§ Selection
========

# December Voting Poll



## Ivyacres (Jun 3, 2011)

These are all wonderful examples of muddy goldens. 
I've picked my favorites, have you?


----------



## CAROLINA MOM (May 12, 2009)

Look at all those happy muddy goldens!


----------



## Ivyacres (Jun 3, 2011)

This is great, the votes are rolling in!


----------



## Ivyacres (Jun 3, 2011)

This poll will close on December 27th.


----------



## Ivyacres (Jun 3, 2011)

There is still time to vote before the poll closes on December 27th at 3:11pm.


----------



## Ivyacres (Jun 3, 2011)

Ivyacres said:


> There is still time to vote before the poll closes on December 27th at 3:11pm.


Take a minute out of your busy holiday weekend, relax while looking at awesome muddy golden picks then vote for your favorites.


----------



## 3goldens2keep (Feb 13, 2019)

Wow, Hudson is hard to beat! He is a true 'Mud Puppy'...


----------



## Ivyacres (Jun 3, 2011)

Bumping up


----------



## Ivyacres (Jun 3, 2011)

Ivyacres said:


> There is still time to vote before the poll closes on December 27th at 3:11pm.


The end time of this poll has changed....*This poll will close: Tomorrow at 10:11 AM. 
Don't forget to vote!*


----------



## Ivyacres (Jun 3, 2011)

========

§ Dataset content
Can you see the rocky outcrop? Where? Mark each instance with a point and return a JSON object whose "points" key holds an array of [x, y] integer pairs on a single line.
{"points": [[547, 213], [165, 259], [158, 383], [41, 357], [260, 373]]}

========

§ Problems
[a] Name every distinct username that heads a post in the voting poll thread.
[b] Rewrite the voting poll thread from "These are all" up to and including "happy muddy goldens!", changing "muddy goldens" to "muddy retrievers".
[c] Write what comes next in the muddy goldens poll thread.
The listing plays no part in the work here.

§ Results in order
[a] Ivyacres, CAROLINA MOM, 3goldens2keep

[b]
These are all wonderful examples of muddy retrievers. 
I've picked my favorites, have you?


----------



## CAROLINA MOM (May 12, 2009)

Look at all those happy muddy retrievers!

[c]
Congratulations to *Hudson's Fan *for having the winning photo!


----------



## 3goldens2keep (Feb 13, 2019)

Hudson was hard to beat, when it comes to MUD! Congrats....well deserved win!


----------



## CAROLINA MOM (May 12, 2009)

Congrats Hudson's Fan!


----------



## Hudson's Fan (Dec 31, 2019)

Thank you ALL SO MUCH! She is so pretty even with mud packed on her face....and elsewhere! You made our Holiday Season a little more special with the FUN and recognition! Thanks again members....these beautiful animals/family members we all have bring so much JOY and FUN like this on this fine site help "tie a bow" on that for us all! 
With Love and Happiness,
HUDSON'S FAN.......


----------



## Deborus12 (Nov 5, 2017)

Congratulations Hudson's Fan. That picture is priceless 🤣


----------



## Deborus12 (Nov 5, 2017)

.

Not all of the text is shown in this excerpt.